* Directive:
Count the lines in the records below that contain the word "spaghetti", and reply with that number alone.

* Dataset extract:

++++++++++++++++++++

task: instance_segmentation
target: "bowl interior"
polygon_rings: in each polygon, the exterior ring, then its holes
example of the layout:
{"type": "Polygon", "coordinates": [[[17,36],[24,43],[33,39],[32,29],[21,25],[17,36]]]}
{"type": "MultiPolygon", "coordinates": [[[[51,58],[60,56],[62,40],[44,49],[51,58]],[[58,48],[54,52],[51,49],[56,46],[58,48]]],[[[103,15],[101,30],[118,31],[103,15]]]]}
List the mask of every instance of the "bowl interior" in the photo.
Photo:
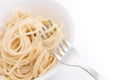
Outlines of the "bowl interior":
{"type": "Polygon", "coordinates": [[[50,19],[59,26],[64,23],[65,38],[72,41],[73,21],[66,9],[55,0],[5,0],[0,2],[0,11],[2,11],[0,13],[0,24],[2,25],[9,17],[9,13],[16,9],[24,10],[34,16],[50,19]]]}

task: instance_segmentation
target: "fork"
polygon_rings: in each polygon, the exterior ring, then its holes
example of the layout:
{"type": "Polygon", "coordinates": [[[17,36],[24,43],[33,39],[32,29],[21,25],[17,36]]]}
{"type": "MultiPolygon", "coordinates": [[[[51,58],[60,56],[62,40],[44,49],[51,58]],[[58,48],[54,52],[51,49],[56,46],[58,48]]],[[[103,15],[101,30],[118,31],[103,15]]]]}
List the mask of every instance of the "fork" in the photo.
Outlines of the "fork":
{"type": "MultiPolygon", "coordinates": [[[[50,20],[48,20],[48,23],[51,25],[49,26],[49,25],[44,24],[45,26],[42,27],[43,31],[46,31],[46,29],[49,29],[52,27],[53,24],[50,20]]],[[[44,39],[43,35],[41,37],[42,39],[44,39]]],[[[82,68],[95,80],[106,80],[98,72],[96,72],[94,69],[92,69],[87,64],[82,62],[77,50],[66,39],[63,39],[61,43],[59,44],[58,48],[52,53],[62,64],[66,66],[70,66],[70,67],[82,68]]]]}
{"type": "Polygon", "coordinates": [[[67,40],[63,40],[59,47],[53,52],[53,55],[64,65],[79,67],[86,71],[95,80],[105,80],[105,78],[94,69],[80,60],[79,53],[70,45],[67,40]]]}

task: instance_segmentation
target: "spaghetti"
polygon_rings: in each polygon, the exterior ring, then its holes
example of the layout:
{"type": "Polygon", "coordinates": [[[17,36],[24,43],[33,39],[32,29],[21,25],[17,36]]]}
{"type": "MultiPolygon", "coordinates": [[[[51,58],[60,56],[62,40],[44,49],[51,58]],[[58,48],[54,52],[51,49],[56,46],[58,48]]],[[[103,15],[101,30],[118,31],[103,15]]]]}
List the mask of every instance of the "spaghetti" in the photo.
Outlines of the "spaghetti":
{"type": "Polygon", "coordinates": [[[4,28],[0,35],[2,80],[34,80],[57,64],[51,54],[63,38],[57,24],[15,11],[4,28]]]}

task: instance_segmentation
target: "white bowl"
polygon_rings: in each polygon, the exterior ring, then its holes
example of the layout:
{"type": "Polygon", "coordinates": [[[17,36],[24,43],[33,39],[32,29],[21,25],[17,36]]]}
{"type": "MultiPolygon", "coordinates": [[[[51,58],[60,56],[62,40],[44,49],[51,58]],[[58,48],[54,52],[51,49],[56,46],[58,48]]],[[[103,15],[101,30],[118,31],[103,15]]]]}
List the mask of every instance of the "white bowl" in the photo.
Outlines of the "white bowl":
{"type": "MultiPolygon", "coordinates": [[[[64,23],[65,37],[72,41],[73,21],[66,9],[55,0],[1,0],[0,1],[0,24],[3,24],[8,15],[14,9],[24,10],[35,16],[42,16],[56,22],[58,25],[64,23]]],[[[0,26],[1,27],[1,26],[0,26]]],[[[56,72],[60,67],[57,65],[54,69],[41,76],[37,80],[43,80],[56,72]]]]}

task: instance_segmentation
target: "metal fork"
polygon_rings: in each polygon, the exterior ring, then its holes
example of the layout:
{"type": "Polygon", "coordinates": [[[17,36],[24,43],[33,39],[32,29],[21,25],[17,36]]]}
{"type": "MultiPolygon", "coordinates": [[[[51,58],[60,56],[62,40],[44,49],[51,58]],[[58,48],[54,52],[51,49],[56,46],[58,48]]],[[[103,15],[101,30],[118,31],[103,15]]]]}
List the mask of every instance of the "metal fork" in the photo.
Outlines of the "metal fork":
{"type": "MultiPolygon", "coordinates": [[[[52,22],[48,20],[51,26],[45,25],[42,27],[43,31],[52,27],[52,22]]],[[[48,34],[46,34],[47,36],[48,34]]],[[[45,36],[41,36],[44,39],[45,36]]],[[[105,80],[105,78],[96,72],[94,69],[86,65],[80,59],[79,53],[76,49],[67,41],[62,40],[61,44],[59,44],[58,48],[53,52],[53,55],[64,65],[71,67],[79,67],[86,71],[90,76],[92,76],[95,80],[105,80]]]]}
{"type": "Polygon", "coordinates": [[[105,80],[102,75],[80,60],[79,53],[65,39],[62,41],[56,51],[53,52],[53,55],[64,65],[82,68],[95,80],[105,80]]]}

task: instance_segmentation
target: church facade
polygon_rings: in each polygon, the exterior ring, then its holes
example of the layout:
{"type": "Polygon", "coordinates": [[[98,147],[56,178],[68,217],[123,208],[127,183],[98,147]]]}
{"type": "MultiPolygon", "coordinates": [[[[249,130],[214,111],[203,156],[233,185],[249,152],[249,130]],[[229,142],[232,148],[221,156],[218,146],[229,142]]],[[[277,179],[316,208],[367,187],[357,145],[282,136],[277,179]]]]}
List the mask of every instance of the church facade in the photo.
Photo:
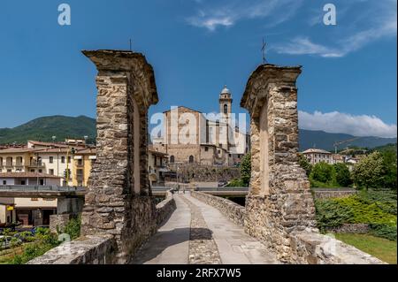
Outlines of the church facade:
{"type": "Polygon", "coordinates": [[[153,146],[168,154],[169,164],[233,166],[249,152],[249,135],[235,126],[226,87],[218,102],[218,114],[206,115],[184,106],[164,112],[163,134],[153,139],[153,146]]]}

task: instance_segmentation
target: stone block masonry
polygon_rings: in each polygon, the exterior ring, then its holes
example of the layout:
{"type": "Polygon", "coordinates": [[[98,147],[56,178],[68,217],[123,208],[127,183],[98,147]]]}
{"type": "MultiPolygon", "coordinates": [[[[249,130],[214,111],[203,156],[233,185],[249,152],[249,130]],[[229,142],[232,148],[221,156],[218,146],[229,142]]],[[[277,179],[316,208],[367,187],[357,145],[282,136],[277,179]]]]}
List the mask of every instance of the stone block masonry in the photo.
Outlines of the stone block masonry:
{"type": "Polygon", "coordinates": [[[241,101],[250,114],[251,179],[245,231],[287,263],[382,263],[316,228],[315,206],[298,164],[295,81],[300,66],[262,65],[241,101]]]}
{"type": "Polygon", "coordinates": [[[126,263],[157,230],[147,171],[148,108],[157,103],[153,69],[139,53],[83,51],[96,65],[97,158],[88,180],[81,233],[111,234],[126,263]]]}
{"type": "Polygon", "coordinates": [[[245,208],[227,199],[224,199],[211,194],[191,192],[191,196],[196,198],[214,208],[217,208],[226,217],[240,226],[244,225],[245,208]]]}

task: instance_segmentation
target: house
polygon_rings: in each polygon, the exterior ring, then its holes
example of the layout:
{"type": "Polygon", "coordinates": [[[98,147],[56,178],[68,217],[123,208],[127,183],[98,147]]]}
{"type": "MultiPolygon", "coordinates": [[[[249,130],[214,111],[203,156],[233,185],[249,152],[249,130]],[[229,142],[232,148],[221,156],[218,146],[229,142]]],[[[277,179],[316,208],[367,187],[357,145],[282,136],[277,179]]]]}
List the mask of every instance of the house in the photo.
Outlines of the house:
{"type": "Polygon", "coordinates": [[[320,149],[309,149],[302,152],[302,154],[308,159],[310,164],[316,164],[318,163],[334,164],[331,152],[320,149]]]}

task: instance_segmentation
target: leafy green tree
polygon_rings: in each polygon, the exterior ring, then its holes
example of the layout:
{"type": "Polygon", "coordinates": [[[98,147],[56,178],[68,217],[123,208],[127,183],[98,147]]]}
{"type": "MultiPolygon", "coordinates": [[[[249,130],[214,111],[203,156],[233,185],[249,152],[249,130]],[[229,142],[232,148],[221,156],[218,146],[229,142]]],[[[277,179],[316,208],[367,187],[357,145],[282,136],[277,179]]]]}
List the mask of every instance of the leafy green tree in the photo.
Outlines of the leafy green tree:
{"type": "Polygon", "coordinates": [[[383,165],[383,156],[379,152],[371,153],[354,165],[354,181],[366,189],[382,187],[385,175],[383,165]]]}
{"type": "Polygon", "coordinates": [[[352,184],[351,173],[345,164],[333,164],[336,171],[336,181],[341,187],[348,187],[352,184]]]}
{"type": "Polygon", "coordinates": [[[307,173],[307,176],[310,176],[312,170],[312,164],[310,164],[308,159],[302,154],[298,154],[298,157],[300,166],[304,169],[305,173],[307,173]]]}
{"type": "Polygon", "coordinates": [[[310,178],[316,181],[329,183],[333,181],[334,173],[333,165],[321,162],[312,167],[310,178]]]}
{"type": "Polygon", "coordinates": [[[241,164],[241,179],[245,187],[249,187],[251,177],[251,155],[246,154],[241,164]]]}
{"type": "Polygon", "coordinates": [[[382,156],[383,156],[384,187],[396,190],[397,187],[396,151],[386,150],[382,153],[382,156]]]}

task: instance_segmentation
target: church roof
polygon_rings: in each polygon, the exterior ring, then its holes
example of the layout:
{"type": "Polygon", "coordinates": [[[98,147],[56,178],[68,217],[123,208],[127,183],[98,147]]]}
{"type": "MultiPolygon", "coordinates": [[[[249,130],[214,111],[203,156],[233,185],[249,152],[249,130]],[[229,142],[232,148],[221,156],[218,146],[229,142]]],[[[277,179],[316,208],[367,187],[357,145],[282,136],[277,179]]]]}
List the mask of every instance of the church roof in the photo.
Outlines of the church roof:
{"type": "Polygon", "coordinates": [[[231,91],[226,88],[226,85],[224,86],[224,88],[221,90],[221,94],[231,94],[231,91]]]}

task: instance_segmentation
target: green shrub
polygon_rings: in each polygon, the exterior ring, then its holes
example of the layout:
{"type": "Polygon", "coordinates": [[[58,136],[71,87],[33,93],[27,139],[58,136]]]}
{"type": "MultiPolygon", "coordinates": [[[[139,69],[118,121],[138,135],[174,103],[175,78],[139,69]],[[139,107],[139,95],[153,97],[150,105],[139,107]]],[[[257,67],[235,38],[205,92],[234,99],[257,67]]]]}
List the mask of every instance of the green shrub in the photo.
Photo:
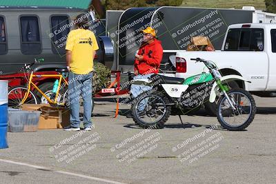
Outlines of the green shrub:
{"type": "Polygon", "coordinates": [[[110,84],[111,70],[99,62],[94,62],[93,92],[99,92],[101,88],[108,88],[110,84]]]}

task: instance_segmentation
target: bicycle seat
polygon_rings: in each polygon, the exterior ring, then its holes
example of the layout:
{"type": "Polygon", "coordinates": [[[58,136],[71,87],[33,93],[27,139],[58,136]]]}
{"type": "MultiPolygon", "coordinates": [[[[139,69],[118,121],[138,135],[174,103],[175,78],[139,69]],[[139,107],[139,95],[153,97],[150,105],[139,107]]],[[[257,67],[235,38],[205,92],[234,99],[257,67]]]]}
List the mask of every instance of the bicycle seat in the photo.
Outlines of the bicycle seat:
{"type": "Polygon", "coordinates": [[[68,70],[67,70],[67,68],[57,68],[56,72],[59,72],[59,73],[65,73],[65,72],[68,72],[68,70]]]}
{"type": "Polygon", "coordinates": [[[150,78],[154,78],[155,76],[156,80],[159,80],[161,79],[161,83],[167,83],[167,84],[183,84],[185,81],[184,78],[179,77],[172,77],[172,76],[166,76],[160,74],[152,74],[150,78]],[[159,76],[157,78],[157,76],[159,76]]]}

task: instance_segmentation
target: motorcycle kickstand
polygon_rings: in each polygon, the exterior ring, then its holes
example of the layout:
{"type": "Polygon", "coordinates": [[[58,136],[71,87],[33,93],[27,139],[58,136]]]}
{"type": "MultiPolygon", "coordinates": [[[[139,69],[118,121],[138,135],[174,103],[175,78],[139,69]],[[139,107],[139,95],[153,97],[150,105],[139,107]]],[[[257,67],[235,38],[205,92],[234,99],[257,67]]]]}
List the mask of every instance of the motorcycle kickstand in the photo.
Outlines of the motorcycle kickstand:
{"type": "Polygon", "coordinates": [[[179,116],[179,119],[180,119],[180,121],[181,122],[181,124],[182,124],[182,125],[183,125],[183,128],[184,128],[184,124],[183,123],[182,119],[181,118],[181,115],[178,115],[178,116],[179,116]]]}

++++++++++++++++++++

* Task solution:
3